● **What you are asked to do**
Lay out the records from the start through the line containing "119,210 -> 126,223" as a two-column CSV with the headers text and answer. Give one row per record, put each value in a single quoted field with line breaks replaced by spaces, and omit the pictures.

● **Information given**

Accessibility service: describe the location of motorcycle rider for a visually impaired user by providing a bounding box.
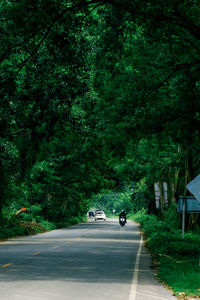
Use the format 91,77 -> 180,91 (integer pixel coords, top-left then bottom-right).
119,210 -> 126,223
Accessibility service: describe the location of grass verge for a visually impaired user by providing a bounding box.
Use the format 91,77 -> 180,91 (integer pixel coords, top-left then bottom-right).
129,207 -> 200,299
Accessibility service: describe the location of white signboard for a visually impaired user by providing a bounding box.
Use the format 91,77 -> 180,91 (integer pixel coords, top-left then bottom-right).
186,175 -> 200,201
163,182 -> 168,205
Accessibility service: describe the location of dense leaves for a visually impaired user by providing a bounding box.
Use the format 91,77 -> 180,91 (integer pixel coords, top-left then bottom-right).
0,0 -> 200,227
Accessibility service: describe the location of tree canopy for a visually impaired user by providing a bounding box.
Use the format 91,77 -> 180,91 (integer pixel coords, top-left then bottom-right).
0,0 -> 200,222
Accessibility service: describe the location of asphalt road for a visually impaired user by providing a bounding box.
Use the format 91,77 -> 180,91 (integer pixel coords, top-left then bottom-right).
0,220 -> 176,300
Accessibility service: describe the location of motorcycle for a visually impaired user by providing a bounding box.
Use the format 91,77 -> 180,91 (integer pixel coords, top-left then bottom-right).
119,217 -> 126,227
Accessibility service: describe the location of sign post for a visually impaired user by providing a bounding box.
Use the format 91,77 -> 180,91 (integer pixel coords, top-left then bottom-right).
182,197 -> 185,240
186,175 -> 200,201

● **Written answer**
text,answer
"Accessibility service: describe the location of motorcycle rider for a visually impaired user by providing a bounding box. Use the format 91,77 -> 180,91 (integer pixel coords, top-left then bottom-right).","119,210 -> 126,223"